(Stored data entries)
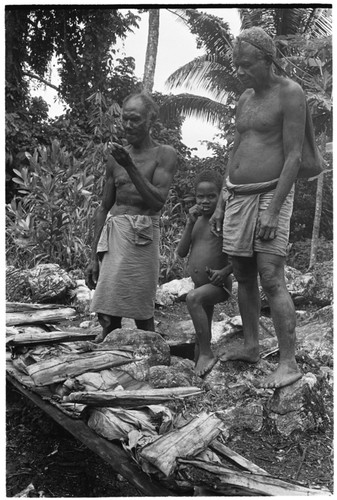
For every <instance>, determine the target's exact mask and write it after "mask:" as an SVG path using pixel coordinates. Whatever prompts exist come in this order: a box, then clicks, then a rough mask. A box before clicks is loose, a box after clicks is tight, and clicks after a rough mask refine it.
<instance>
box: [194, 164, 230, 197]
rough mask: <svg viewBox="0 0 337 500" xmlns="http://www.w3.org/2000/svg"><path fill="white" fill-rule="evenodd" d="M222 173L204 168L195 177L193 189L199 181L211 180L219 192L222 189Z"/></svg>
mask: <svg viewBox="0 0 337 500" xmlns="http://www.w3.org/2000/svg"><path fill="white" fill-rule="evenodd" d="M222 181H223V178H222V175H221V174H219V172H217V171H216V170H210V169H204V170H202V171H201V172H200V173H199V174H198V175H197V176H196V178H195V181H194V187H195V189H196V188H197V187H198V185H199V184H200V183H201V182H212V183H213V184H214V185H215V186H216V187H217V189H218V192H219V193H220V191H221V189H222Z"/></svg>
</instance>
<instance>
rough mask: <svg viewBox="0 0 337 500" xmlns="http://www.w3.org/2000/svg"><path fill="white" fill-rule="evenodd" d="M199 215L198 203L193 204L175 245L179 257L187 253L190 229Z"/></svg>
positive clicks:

> _Your assignment_
Determine which lines above include the word "instance", and report those lines in full.

> _Exercise solution_
For every <instance>, determine the target's exact mask and write it after "mask:" as an SVG path using pixel coordinates. Whatever prompts exist come in this order: a box, then clicks, then a rough mask. A box before clicks is loose, a box after clicks is tight, and clicks after a rough mask refine it.
<instance>
</instance>
<instance>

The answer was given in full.